Supplied passage:
__________
= Pablo Martín Asuero =

Spanish scholar

Pablo Martín Asuero (born San Sebastián, 1967) is a Spanish scholar from the Basque Country. He specialises in Middle Eastern history, and has directed the Cervantes Institute in Istanbul and Damascus.

==Education==
Martín Asuero graduated from Sandia Preparatory High School in Albuquerque, New Mexico and studied Hispanic Philology at the University of Deusto (Spain). From 1991 to 1993 he learned Turkish at the University of Istanbul, having been awarded a scholarship from the Foreign Ministry of Spain. He obtained his Ph.D. in 1997 from the University of the Basque Country (Spain) with a thesis Constantinopla 1783-1916. La imagen española de Estambul durante la cuestión de Oriente directed by Jon Juaristi.

==Career==
A year after graduation, Martín Asuero began working for the Spanish General Consulate as a teacher of Spanish at the Istanbul Technical University, and later as maître de langue at the University of Picardie Jules Verne in Beauvais (France). In 2000 he was appointed as a teacher at the Instituto Cervantes in Beirut (Lebanon). Two years later he was appointed director of the Cervantes Institute in Istanbul until 2007, then at the Cervantes Institute in Damascus, and from September 2012 until August 2017 he was again Director of the Cervantes Institute of Istanbul , then he went back to Lebanon until 2021. At the present he is based in San Sebastián, Spain.
__________
Available data:
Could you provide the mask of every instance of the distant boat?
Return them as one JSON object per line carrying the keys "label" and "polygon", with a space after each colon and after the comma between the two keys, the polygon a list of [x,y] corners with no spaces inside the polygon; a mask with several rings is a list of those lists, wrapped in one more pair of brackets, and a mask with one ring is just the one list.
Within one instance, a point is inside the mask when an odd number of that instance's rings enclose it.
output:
__________
Can you write out everything in the Pablo Martín Asuero biography from "Pablo Martín Asuero (born" down to "by Jon Juaristi.", word for word?

The solution:
Pablo Martín Asuero (born San Sebastián, 1967) is a Spanish scholar from the Basque Country. He specialises in Middle Eastern history, and has directed the Cervantes Institute in Istanbul and Damascus.

==Education==
Martín Asuero graduated from Sandia Preparatory High School in Albuquerque, New Mexico and studied Hispanic Philology at the University of Deusto (Spain). From 1991 to 1993 he learned Turkish at the University of Istanbul, having been awarded a scholarship from the Foreign Ministry of Spain. He obtained his Ph.D. in 1997 from the University of the Basque Country (Spain) with a thesis Constantinopla 1783-1916. La imagen española de Estambul durante la cuestión de Oriente directed by Jon Juaristi.